**Exercise requirements:**
Return every line of the items below that contains the string "vase", matching case exactly.

━━━━━━

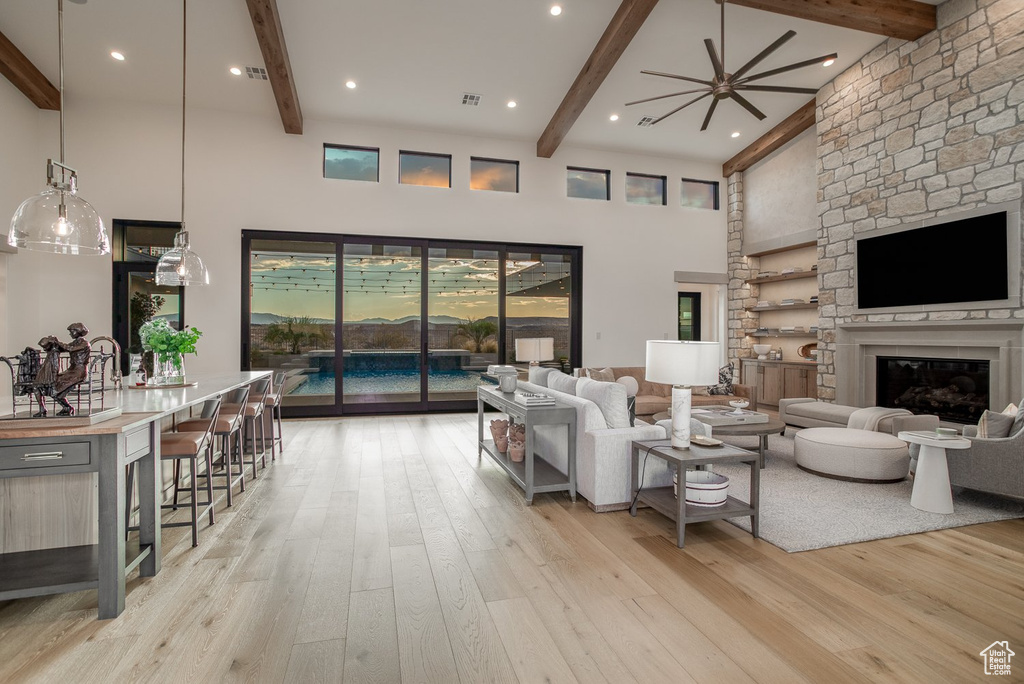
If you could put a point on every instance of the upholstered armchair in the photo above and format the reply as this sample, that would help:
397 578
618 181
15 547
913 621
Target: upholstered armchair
992 464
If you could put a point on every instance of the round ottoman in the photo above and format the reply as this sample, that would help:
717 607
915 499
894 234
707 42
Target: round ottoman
858 456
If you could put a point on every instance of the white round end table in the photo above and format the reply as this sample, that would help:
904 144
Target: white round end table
931 480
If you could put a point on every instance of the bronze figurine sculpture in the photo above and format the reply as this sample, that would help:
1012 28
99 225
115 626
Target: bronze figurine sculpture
57 385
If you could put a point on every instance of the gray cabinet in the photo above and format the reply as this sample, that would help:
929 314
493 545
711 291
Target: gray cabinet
779 380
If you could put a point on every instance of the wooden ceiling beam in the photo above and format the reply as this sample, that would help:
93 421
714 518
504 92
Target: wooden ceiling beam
270 35
624 26
794 125
19 71
897 18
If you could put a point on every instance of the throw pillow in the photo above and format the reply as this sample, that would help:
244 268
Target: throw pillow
609 397
562 383
601 375
539 375
724 385
993 424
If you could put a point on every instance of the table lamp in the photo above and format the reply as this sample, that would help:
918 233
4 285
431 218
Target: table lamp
535 349
682 365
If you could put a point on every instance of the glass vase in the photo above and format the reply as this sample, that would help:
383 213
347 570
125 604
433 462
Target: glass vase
171 370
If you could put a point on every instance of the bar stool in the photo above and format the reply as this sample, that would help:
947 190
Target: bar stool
190 446
228 425
274 399
252 411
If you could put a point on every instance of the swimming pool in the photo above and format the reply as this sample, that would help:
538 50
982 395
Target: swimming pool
389 382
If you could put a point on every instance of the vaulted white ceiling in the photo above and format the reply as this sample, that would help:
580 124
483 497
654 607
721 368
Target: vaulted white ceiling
413 59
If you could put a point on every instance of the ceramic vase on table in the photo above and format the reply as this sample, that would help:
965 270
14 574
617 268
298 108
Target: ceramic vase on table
500 433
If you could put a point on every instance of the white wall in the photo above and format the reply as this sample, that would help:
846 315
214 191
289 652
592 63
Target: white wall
779 191
244 172
22 174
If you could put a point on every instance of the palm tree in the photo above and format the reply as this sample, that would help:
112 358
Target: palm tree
296 332
476 332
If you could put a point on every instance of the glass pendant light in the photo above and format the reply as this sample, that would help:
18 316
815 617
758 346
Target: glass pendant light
57 219
180 266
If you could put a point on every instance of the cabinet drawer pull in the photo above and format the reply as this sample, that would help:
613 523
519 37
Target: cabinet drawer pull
45 456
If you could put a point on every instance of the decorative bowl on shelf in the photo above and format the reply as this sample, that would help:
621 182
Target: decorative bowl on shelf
739 404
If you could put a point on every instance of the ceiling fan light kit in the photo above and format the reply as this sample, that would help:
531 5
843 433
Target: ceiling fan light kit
727 86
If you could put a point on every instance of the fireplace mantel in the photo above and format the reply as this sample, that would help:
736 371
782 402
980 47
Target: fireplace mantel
999 342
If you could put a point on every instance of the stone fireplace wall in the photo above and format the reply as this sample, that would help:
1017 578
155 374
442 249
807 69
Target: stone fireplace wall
916 130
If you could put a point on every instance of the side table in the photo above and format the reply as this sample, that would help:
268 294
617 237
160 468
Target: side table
534 474
665 502
931 480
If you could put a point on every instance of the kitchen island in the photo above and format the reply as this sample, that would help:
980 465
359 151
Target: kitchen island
51 565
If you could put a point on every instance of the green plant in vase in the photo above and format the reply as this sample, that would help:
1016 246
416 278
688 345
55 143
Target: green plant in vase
168 347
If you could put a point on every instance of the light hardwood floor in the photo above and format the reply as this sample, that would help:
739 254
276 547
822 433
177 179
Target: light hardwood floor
381 550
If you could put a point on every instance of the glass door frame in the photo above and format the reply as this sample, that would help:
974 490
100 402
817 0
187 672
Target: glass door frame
424 404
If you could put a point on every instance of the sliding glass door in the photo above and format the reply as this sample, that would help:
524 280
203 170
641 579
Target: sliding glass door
419 321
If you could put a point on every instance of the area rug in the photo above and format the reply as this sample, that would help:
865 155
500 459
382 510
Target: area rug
801 511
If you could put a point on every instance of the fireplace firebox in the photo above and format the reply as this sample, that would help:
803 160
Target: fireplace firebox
953 389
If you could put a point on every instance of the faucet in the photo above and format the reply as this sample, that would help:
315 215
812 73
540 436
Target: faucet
116 369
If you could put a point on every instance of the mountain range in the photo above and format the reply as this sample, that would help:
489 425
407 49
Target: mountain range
270 318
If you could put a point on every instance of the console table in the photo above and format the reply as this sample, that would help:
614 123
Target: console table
534 474
663 499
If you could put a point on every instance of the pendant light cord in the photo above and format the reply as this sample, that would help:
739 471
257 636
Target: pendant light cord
184 62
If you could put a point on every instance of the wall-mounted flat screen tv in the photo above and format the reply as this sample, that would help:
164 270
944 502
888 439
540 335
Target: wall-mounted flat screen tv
958 261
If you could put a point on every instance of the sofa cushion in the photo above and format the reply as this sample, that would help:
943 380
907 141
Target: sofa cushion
539 375
601 375
993 424
609 397
562 382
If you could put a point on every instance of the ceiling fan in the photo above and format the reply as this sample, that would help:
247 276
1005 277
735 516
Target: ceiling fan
726 85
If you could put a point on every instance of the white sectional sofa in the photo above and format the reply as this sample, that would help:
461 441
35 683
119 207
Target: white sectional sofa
603 437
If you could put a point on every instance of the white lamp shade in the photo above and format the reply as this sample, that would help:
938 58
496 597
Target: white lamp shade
675 362
38 225
535 348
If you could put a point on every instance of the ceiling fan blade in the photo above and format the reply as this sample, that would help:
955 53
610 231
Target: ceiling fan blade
711 112
715 61
675 76
782 70
651 99
764 53
678 109
747 104
805 91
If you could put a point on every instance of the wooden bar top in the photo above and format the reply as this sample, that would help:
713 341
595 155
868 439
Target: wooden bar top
140 407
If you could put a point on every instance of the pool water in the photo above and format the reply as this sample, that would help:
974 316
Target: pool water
389 382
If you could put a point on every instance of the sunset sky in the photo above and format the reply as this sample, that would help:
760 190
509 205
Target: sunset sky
385 287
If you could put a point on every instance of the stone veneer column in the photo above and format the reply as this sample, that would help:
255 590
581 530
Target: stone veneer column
915 130
741 295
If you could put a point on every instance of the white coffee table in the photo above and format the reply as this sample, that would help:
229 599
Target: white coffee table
931 480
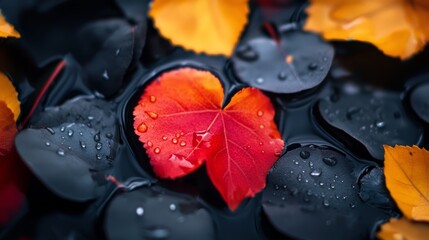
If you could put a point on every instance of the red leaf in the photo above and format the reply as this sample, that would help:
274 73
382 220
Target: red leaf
180 120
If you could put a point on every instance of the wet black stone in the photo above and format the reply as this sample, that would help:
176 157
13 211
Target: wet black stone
156 214
310 62
63 139
303 194
365 120
419 101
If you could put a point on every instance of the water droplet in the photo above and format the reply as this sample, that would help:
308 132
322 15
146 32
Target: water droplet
50 130
304 154
105 75
312 66
61 152
97 137
330 161
247 53
172 207
260 80
152 115
152 99
399 236
70 133
316 172
142 128
282 75
299 178
181 160
202 139
156 233
380 124
98 146
326 202
140 211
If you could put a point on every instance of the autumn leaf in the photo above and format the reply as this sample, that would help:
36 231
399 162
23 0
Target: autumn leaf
407 177
396 27
10 177
7 30
404 229
181 122
209 26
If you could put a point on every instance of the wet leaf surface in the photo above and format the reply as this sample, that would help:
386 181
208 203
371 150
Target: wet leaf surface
78 141
153 213
299 62
420 101
314 188
364 120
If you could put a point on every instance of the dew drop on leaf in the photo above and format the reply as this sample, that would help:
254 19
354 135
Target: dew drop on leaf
152 99
142 128
152 115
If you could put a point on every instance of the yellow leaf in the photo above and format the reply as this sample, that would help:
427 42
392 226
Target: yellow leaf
9 95
407 177
398 229
209 26
7 30
399 28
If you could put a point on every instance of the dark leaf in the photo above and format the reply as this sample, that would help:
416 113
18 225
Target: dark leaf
311 194
152 213
300 61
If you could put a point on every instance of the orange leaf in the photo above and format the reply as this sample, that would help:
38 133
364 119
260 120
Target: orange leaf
209 26
181 122
396 27
407 178
9 95
7 30
404 229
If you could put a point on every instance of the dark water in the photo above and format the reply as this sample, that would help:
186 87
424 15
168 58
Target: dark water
92 178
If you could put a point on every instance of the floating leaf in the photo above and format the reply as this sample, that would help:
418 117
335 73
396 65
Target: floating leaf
404 229
181 122
210 26
10 168
9 95
396 27
7 30
407 178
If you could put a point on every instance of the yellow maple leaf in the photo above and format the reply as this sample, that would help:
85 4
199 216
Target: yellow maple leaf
209 26
9 95
407 177
404 229
7 30
399 28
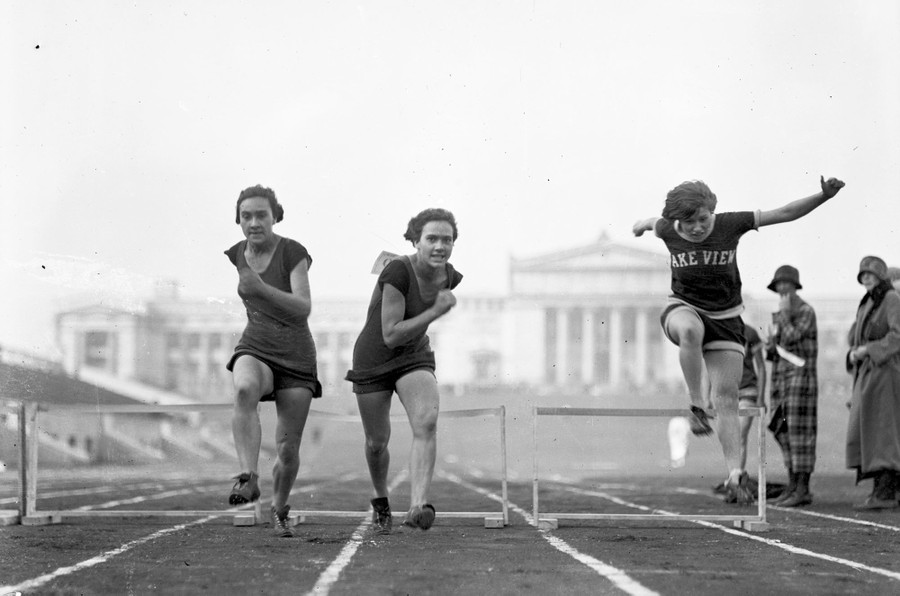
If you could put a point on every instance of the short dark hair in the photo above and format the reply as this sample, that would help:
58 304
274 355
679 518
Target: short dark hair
687 198
415 225
261 192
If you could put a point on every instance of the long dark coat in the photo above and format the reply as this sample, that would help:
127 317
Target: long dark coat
873 432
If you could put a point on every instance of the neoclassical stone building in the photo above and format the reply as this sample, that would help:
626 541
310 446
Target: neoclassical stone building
580 319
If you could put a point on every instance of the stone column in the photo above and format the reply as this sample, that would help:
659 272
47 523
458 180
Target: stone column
587 345
615 346
562 345
640 346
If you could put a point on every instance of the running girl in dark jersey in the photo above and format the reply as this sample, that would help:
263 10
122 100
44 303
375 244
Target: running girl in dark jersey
392 354
275 358
703 316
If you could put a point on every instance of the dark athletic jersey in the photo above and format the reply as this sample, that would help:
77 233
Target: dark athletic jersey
705 274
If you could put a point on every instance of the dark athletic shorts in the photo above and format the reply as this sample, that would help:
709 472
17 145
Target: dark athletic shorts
281 377
387 383
718 334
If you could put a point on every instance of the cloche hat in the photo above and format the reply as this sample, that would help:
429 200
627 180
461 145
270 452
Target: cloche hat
786 273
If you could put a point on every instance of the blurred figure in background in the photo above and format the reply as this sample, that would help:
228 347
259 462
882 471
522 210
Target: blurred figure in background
873 432
793 348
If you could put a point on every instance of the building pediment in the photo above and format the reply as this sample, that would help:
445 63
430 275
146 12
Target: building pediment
601 256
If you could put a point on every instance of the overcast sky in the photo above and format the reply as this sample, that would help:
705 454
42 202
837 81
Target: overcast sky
129 129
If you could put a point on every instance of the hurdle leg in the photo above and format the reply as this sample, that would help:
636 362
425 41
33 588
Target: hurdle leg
249 518
760 525
32 517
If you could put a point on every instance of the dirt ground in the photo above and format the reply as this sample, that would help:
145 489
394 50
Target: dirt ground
827 548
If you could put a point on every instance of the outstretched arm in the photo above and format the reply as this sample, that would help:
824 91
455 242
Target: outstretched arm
800 207
296 302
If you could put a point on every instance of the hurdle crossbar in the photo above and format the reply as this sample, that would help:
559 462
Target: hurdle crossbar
550 520
28 466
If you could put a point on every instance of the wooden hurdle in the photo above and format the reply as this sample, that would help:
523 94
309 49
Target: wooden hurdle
550 521
247 515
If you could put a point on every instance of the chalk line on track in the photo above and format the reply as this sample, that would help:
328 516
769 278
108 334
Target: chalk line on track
331 574
850 520
776 543
616 576
41 580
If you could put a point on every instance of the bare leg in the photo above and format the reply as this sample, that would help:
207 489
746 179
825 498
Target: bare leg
419 395
293 408
375 411
686 330
724 375
746 424
252 379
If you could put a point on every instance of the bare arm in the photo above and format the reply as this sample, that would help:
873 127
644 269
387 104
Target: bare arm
297 302
800 207
644 225
394 329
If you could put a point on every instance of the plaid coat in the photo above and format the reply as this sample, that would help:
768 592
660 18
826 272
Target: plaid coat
795 390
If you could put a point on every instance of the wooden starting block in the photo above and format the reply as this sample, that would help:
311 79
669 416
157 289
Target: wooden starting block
9 517
249 518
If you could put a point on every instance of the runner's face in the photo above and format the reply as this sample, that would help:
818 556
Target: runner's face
698 225
256 219
435 245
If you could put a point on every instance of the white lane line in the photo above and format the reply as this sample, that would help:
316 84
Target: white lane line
62 571
616 576
41 580
776 543
849 520
332 573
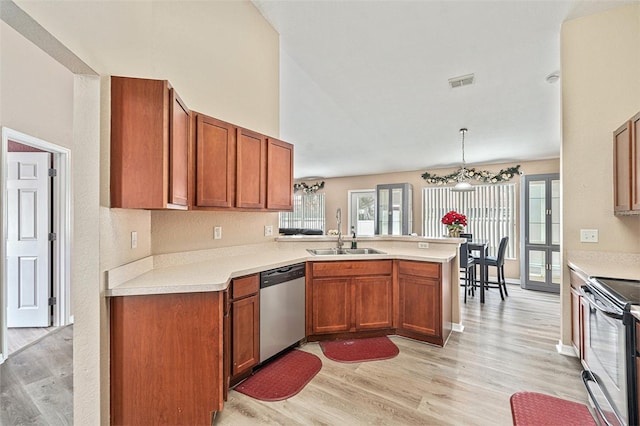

━━━━━━

**Task solution:**
If you could put a point on every instance of the glass vase in the photo above and format the reply as this sample, that would help:
Target: glass vase
If you could put a point on every instance of the ceramic vase on table in the photo above and format the reply as this sample, that would help:
Target: ceramic vase on table
If you could put a point on every instance of the green plant in vase in the photo above and format the reply as this sample, that would help:
Target: green plant in vase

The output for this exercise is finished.